Aim
Reproduce word for word the lines from the one containing "any missed small" through the end of the items.
*-*-*
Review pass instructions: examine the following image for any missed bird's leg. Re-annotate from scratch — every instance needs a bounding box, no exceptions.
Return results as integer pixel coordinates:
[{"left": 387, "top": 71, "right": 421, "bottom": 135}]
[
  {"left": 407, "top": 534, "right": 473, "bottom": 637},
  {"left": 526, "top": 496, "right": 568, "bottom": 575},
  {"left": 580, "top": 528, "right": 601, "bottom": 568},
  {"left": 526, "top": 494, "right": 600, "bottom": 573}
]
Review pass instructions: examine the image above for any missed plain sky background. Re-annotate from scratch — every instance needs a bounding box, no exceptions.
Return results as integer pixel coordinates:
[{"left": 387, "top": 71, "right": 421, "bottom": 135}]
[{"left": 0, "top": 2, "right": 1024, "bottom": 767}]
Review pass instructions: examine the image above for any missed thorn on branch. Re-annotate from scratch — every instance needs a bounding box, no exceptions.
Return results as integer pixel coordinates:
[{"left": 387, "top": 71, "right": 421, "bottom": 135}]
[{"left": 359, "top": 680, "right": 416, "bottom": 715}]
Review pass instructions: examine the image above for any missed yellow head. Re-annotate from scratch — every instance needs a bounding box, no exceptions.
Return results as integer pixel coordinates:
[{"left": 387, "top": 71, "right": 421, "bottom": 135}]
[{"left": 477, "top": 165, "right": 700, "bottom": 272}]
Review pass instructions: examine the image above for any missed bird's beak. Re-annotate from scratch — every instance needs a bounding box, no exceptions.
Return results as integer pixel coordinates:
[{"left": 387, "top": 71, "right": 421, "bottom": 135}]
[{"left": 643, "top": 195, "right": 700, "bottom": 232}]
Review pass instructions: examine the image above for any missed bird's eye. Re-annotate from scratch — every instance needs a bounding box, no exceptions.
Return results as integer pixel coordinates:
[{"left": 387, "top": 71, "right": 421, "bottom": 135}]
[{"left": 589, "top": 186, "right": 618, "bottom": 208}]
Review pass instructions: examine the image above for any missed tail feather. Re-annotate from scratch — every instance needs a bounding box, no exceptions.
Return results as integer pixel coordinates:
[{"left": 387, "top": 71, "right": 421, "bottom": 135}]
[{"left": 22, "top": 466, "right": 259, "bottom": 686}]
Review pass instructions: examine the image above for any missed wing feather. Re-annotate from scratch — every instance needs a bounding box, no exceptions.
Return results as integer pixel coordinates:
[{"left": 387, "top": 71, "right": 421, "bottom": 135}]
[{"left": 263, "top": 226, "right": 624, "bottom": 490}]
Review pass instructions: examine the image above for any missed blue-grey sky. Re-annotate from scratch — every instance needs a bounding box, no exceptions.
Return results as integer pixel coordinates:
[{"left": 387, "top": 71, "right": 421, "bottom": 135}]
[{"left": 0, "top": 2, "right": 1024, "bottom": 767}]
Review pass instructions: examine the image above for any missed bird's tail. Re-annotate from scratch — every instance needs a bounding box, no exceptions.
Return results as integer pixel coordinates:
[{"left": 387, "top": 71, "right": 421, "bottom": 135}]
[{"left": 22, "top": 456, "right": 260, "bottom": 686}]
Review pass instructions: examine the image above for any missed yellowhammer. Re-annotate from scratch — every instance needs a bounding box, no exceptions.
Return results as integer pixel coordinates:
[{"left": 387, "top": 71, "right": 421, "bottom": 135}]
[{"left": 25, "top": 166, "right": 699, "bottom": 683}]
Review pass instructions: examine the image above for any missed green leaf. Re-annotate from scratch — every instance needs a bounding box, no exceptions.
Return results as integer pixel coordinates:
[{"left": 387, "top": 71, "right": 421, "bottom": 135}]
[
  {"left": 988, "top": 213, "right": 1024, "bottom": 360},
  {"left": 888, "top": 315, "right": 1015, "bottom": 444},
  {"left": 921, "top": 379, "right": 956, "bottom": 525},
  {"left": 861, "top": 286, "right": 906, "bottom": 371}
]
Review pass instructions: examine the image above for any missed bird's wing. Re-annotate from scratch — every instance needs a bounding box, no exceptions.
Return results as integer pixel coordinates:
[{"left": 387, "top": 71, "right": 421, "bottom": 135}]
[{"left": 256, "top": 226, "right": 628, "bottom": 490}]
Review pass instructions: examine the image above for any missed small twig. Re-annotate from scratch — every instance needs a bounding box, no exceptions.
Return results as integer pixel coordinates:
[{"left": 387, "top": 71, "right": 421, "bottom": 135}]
*-*-*
Solution for this task
Review pass instructions: examine the image above for any missed small twig. Re-annotate from scratch — every instance needs a bounding box, no exceptions.
Return results as integer pixel coordinates:
[{"left": 387, "top": 71, "right": 421, "bottom": 135}]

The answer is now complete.